Render the rows below as a Markdown table with two columns: Row, holding each row's number, and Line, holding its text. Leave out blank lines.

_Data shown_:
______________________________

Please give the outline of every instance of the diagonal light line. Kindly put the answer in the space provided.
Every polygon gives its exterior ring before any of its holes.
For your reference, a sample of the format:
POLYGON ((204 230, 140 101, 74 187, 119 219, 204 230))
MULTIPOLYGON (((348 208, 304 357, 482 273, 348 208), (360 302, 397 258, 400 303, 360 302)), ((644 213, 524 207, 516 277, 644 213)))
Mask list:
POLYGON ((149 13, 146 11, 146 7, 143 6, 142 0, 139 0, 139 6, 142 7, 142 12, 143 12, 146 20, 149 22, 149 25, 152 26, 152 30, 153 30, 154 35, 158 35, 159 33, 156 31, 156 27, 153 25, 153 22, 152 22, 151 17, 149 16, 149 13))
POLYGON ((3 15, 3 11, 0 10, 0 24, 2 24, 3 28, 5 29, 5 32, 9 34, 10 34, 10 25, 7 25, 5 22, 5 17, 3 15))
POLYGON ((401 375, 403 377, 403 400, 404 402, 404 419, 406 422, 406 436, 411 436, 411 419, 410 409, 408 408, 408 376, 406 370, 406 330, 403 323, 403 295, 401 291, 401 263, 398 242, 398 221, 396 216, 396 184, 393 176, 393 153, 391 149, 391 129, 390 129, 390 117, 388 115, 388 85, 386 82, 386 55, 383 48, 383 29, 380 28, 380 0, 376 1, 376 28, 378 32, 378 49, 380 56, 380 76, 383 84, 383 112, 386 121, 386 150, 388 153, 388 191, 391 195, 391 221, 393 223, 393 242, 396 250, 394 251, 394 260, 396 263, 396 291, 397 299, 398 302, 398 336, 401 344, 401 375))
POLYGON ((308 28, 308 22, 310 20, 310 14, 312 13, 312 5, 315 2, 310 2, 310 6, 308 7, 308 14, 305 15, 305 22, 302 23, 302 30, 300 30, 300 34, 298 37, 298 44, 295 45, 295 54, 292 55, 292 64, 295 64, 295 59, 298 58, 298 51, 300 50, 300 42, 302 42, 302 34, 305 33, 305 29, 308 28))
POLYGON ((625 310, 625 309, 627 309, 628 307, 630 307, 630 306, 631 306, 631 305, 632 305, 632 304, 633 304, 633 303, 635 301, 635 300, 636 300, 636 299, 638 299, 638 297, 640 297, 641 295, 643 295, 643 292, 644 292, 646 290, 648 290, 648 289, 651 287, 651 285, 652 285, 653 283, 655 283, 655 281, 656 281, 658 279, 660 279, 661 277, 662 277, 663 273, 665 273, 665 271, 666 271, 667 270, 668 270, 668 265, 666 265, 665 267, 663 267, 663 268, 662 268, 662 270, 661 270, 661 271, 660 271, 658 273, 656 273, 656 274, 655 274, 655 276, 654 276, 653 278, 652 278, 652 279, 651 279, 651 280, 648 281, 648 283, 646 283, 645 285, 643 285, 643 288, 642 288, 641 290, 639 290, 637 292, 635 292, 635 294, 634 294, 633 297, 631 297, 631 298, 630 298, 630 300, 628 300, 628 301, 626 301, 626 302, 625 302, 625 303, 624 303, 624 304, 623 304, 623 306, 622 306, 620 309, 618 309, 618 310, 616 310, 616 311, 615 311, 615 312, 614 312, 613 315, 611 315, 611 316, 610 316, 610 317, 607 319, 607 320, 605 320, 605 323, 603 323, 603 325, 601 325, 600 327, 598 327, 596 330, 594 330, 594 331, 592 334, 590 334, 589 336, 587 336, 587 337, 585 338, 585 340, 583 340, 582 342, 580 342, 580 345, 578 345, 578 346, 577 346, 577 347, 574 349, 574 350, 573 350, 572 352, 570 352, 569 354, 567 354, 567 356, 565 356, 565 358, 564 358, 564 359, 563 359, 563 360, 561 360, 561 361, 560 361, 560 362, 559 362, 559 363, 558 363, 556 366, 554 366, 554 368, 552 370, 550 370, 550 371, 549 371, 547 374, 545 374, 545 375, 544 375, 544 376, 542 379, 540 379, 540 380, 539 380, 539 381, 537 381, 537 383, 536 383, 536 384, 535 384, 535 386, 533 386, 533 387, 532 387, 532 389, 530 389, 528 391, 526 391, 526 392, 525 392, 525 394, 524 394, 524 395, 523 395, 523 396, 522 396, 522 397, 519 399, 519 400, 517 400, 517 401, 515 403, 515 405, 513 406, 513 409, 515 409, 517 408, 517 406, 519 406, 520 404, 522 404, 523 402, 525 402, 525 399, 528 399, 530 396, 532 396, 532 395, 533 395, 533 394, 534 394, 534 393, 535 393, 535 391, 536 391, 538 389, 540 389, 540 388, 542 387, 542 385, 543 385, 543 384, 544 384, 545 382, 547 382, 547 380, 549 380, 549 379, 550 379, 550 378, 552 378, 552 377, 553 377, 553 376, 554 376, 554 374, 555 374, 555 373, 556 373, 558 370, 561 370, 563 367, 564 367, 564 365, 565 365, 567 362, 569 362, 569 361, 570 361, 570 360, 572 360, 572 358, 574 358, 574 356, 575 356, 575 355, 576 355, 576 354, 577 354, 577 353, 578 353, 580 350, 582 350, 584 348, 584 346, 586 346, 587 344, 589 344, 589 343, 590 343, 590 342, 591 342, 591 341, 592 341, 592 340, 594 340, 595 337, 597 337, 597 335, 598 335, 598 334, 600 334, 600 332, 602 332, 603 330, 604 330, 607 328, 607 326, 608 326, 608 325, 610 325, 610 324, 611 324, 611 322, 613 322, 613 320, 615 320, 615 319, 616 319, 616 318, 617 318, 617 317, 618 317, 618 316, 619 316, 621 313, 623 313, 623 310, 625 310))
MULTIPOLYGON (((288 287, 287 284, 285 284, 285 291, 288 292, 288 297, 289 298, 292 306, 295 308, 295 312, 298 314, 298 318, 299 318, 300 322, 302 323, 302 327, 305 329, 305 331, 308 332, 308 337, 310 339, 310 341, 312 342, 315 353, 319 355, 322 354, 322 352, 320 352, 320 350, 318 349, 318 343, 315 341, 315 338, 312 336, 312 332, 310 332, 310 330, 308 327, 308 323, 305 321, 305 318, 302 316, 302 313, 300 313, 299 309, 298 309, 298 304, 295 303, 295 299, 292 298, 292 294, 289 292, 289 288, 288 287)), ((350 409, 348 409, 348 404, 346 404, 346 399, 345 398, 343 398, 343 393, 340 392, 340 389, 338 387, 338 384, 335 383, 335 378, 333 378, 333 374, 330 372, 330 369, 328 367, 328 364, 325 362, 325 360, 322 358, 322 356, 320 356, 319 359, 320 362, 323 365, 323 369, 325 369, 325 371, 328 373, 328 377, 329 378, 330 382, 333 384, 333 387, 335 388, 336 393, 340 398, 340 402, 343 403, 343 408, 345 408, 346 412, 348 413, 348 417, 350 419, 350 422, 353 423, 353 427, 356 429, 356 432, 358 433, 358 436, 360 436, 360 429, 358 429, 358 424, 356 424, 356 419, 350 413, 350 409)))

______________________________

_Response below_:
| Row | Line |
|---|---|
| 1 | Please give the outline of every instance of the diagonal light line. Kindly put the answer in the space provided. |
| 2 | Every polygon gives its exterior ring before any of its holes. |
| 3 | For your reference, a sample of the format: |
| 4 | POLYGON ((204 230, 140 101, 74 187, 119 219, 204 230)) |
| 5 | MULTIPOLYGON (((348 208, 304 357, 482 273, 348 208), (360 302, 397 258, 400 303, 360 302)), ((644 213, 524 207, 516 277, 644 213))) |
| 6 | Mask list: |
| 7 | POLYGON ((149 13, 146 11, 146 7, 143 6, 142 0, 139 0, 139 6, 142 7, 142 12, 143 12, 146 20, 149 22, 149 25, 152 26, 152 30, 153 30, 154 35, 158 35, 159 33, 156 31, 156 27, 153 25, 153 22, 152 22, 151 17, 149 16, 149 13)) |
| 8 | POLYGON ((3 15, 3 11, 0 10, 0 24, 2 24, 3 28, 5 29, 5 32, 9 34, 10 34, 10 25, 7 25, 5 22, 5 17, 3 15)) |
| 9 | POLYGON ((401 375, 403 377, 403 400, 404 402, 404 419, 406 422, 406 436, 411 436, 411 419, 410 409, 408 408, 408 376, 406 370, 406 330, 403 323, 403 295, 401 291, 401 263, 398 242, 398 221, 396 216, 396 184, 393 176, 393 153, 391 149, 391 129, 390 129, 390 117, 388 115, 388 85, 386 82, 386 55, 383 48, 383 29, 380 28, 380 0, 376 1, 376 28, 378 32, 378 49, 380 56, 380 76, 383 84, 383 112, 386 121, 386 150, 388 153, 388 191, 391 195, 391 221, 393 223, 393 242, 396 250, 394 251, 394 260, 396 263, 396 291, 397 299, 398 302, 398 336, 401 344, 401 375)) |
| 10 | POLYGON ((308 28, 308 22, 310 20, 310 14, 312 13, 312 5, 315 2, 310 2, 310 6, 308 7, 308 14, 305 15, 305 22, 302 23, 302 30, 300 30, 300 34, 298 37, 298 44, 295 45, 295 54, 292 55, 292 64, 295 64, 295 59, 298 58, 298 51, 300 50, 300 42, 302 42, 302 34, 305 33, 305 29, 308 28)) |
| 11 | POLYGON ((625 310, 625 309, 627 309, 628 307, 630 307, 630 306, 631 306, 631 305, 632 305, 632 304, 633 304, 633 303, 635 301, 635 300, 636 300, 636 299, 638 299, 638 297, 640 297, 641 295, 643 295, 643 292, 644 292, 646 290, 648 290, 648 289, 651 287, 651 285, 652 285, 653 283, 655 283, 655 281, 656 281, 658 279, 660 279, 661 277, 662 277, 663 273, 665 273, 665 271, 666 271, 667 270, 668 270, 668 265, 666 265, 665 267, 663 267, 663 268, 662 268, 662 270, 661 270, 661 271, 660 271, 658 273, 656 273, 656 274, 655 274, 655 276, 654 276, 653 278, 652 278, 652 279, 651 279, 651 280, 648 281, 648 283, 646 283, 645 285, 643 285, 643 288, 642 288, 641 290, 639 290, 637 292, 635 292, 635 294, 634 294, 633 297, 631 297, 631 298, 630 298, 630 300, 628 300, 628 301, 626 301, 626 302, 625 302, 625 303, 624 303, 624 304, 623 304, 623 306, 622 306, 620 309, 618 309, 618 310, 616 310, 616 311, 615 311, 615 312, 614 312, 613 315, 611 315, 611 316, 610 316, 610 317, 607 319, 607 320, 605 320, 605 323, 603 323, 603 325, 601 325, 600 327, 598 327, 596 330, 594 330, 594 331, 592 334, 590 334, 589 336, 587 336, 587 337, 585 338, 585 340, 583 340, 582 342, 580 342, 580 345, 578 345, 578 346, 577 346, 577 347, 574 349, 574 350, 573 350, 572 352, 570 352, 569 354, 567 354, 567 356, 565 356, 565 358, 564 358, 564 359, 563 359, 563 360, 561 360, 561 361, 560 361, 560 362, 559 362, 559 363, 558 363, 556 366, 554 366, 554 368, 552 370, 550 370, 550 371, 549 371, 547 374, 545 374, 545 375, 544 375, 544 376, 542 379, 540 379, 540 380, 539 380, 539 381, 537 381, 537 383, 536 383, 536 384, 535 384, 535 386, 533 386, 533 387, 532 387, 532 389, 530 389, 528 391, 526 391, 526 392, 525 392, 525 394, 524 394, 524 395, 523 395, 523 396, 522 396, 522 397, 519 399, 519 400, 517 400, 517 401, 515 403, 515 405, 513 406, 513 409, 515 409, 517 408, 517 406, 519 406, 520 404, 522 404, 523 402, 525 402, 525 399, 528 399, 530 396, 532 396, 532 395, 533 395, 533 394, 534 394, 534 393, 535 393, 535 391, 536 391, 538 389, 540 389, 540 388, 542 387, 542 385, 543 385, 543 384, 544 384, 545 382, 547 382, 547 380, 549 380, 549 379, 550 379, 550 378, 552 378, 552 377, 553 377, 553 376, 554 376, 554 374, 555 374, 555 373, 556 373, 558 370, 561 370, 563 367, 564 367, 564 365, 565 365, 567 362, 569 362, 569 361, 570 361, 570 360, 572 360, 572 358, 574 358, 574 356, 575 356, 575 355, 576 355, 576 354, 577 354, 577 353, 578 353, 580 350, 582 350, 584 348, 584 346, 586 346, 587 344, 589 344, 589 343, 590 343, 590 342, 591 342, 591 341, 592 341, 592 340, 594 340, 595 337, 597 337, 597 335, 598 335, 598 334, 600 334, 600 332, 602 332, 603 330, 604 330, 607 328, 607 326, 608 326, 608 325, 610 325, 610 324, 611 324, 611 322, 613 322, 613 320, 615 320, 615 319, 616 319, 616 318, 617 318, 617 317, 618 317, 618 316, 619 316, 621 313, 623 313, 623 310, 625 310)) |
| 12 | MULTIPOLYGON (((288 287, 287 284, 285 284, 285 291, 288 292, 288 297, 289 298, 292 306, 295 308, 295 312, 298 314, 298 318, 299 318, 300 322, 302 323, 302 327, 305 329, 305 331, 308 332, 308 337, 310 339, 310 341, 312 342, 315 353, 319 355, 322 354, 322 352, 320 352, 320 350, 318 349, 318 343, 315 341, 315 338, 312 336, 312 332, 310 332, 310 330, 308 327, 308 323, 305 321, 305 318, 302 316, 302 313, 300 313, 299 309, 298 309, 298 304, 295 303, 295 299, 292 298, 292 294, 289 292, 289 288, 288 287)), ((350 409, 348 409, 348 404, 346 404, 346 399, 345 398, 343 398, 343 393, 340 392, 340 389, 338 387, 338 384, 335 383, 335 378, 333 378, 333 374, 330 372, 330 369, 328 367, 328 364, 325 362, 325 360, 322 358, 322 356, 320 356, 319 359, 320 362, 323 365, 323 369, 325 369, 325 371, 328 373, 328 377, 329 378, 330 382, 333 384, 333 387, 335 388, 336 393, 340 398, 340 402, 343 403, 343 408, 345 408, 346 412, 348 413, 348 417, 350 419, 350 422, 353 423, 353 427, 356 429, 356 432, 358 433, 358 436, 360 436, 360 429, 358 429, 358 424, 356 424, 356 419, 350 413, 350 409))) |